Source data:
────────────────────
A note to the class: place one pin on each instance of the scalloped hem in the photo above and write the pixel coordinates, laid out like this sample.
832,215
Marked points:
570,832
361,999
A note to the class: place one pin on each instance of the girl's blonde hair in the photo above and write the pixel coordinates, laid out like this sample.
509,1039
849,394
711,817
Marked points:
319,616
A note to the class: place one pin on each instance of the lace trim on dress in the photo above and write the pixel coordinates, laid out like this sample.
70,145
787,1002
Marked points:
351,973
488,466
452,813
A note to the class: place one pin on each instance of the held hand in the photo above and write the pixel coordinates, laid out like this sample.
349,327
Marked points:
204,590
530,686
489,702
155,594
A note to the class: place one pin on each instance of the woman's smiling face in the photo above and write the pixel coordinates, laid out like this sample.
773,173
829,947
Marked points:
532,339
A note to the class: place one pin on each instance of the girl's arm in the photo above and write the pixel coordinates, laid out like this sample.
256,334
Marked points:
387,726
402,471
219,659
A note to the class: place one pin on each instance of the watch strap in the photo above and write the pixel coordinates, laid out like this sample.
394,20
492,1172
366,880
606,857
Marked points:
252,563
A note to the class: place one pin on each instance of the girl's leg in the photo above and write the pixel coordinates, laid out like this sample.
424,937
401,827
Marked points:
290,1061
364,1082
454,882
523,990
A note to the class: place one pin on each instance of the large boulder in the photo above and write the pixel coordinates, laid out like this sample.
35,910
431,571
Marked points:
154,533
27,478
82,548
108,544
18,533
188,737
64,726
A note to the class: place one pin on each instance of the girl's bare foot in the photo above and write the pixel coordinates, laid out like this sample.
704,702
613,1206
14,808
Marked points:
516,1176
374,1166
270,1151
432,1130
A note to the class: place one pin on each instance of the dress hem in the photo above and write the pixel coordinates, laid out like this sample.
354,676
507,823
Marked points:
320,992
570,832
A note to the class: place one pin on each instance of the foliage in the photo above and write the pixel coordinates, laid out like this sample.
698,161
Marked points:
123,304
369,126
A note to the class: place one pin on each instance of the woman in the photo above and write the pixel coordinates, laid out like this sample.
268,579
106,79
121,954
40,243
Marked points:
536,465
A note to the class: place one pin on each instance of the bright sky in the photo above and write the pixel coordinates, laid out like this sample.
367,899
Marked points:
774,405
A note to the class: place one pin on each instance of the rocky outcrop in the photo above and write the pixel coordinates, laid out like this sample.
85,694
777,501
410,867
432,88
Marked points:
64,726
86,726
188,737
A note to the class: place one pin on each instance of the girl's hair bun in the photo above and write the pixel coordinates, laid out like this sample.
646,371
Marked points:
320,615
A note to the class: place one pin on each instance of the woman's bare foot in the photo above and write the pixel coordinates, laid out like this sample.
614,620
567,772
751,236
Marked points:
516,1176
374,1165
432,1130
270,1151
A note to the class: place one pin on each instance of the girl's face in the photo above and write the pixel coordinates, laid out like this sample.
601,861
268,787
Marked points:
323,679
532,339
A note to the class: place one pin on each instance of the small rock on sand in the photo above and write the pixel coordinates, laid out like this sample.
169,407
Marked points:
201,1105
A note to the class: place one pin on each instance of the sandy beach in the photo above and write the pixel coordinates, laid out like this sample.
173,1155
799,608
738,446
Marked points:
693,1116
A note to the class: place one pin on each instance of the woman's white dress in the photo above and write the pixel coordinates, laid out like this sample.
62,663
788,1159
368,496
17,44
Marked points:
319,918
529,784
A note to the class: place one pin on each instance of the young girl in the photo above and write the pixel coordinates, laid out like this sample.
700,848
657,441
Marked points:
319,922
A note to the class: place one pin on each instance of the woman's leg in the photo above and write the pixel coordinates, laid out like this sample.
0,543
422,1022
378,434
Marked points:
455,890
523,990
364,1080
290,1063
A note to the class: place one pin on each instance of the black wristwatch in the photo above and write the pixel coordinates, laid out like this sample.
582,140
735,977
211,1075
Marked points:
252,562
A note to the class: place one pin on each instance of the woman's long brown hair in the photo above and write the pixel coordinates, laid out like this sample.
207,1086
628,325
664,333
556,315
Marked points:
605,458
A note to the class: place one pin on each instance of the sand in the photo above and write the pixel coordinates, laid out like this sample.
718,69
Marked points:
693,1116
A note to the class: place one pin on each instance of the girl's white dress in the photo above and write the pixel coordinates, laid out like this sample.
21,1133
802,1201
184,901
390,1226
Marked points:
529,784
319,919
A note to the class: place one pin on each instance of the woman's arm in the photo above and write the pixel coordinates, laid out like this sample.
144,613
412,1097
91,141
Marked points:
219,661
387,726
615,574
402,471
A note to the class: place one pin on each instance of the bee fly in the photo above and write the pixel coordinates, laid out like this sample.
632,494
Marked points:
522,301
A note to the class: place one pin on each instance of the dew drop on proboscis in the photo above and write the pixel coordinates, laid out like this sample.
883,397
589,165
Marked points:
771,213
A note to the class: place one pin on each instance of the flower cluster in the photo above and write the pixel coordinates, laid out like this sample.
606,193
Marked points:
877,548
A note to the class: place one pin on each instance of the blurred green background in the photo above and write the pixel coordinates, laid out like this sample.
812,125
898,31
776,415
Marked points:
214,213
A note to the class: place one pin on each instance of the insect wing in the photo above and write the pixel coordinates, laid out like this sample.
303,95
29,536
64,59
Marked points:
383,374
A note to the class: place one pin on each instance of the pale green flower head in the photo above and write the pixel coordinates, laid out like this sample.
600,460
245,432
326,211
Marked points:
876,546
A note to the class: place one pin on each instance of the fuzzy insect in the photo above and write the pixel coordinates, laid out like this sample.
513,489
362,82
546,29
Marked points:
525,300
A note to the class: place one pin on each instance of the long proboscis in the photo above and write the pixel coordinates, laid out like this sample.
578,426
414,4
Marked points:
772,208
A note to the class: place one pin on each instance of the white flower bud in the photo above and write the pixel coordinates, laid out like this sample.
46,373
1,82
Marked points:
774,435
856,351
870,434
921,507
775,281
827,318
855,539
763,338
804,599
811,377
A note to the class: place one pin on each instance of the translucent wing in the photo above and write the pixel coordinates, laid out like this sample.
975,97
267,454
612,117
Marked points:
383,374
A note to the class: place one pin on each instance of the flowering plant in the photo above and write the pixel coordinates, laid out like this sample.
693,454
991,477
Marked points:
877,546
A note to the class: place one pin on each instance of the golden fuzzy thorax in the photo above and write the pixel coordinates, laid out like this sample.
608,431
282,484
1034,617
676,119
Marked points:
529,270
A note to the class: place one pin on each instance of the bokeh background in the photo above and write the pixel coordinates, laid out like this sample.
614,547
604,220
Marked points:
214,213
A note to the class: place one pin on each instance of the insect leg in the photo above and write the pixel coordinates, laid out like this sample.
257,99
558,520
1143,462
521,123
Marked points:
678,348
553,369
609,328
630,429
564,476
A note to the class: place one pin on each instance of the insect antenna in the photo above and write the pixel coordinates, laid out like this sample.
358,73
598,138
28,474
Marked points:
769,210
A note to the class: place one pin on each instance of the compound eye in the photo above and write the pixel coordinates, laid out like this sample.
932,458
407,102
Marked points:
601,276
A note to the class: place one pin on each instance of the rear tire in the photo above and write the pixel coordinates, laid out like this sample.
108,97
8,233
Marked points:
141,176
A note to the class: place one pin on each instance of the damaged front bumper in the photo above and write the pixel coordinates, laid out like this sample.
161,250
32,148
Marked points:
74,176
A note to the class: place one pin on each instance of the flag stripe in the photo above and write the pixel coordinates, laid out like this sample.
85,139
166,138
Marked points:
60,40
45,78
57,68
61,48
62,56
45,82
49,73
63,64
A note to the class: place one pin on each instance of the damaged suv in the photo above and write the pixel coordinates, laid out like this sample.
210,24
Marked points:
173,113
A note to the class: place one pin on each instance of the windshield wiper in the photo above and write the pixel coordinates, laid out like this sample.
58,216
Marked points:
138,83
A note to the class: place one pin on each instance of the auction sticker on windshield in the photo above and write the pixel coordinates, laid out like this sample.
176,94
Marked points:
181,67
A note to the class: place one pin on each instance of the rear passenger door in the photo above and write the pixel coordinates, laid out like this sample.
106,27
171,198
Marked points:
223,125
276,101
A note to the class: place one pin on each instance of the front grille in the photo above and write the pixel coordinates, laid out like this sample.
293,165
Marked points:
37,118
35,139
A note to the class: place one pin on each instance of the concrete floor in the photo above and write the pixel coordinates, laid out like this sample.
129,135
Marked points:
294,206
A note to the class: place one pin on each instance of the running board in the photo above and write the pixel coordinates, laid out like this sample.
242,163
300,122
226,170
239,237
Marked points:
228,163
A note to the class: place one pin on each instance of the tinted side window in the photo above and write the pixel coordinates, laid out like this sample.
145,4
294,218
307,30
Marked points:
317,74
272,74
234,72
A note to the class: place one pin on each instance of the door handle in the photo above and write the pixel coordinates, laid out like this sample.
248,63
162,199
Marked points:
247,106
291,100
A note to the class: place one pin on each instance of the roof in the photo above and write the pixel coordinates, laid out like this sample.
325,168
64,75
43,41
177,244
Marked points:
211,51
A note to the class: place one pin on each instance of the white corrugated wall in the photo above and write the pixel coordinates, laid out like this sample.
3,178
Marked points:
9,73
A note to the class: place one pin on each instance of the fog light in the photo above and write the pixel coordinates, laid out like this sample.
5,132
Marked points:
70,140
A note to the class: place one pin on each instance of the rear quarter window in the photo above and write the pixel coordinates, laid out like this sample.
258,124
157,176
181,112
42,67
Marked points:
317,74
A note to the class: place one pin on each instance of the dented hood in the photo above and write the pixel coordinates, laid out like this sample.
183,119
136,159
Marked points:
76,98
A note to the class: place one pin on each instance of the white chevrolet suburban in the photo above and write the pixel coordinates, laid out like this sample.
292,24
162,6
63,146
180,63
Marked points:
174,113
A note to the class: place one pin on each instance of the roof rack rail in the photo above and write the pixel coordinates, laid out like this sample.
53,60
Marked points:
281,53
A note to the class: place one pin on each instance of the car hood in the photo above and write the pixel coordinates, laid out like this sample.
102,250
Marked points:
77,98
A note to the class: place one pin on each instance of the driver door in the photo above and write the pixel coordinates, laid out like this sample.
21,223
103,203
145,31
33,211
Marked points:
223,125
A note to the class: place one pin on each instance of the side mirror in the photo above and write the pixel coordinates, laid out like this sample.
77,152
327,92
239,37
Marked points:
────────────────────
Stated goal: Give the lines exactly as they stand, from the line with "the rear quarter" through the end of the material.

Answer for this exercise:
A note to the class: place one pin on each instance of the rear quarter window in the photo above and write the pixel coordinates, laid out like this sample.
258,124
157,176
181,112
42,67
Marked points:
317,74
A note to the class: place one pin on each instance of the dented hood in the photo above and write the pixel coordinates, laid out like this sample.
183,119
136,159
Marked points:
76,98
A note to the class: place one pin on each instance of the white chevrolet suburban in the photo above and write the pixel coordinates, laid out like this sample.
292,24
162,6
63,146
180,63
Marked points:
174,113
A note to the class: place one pin on each instance of the roof rack rail in the photo above and write the pixel coordinates, laid out like this sample.
53,60
Marked points:
281,53
A note to the class: place one pin on each instance of the car hood in the photo above and write the pixel coordinates, laid out like this sample.
102,250
Marked points:
77,98
A note to the class: place one pin on each instance of the driver door in the photo above and write the pixel coordinates, laid out like this sample.
21,223
103,203
145,31
33,211
Marked points:
223,125
A note to the class: place one pin on each instance of the side mirror in the photo above and write the pixel coordinates, laid out like this sample.
77,152
327,92
239,37
Marked points:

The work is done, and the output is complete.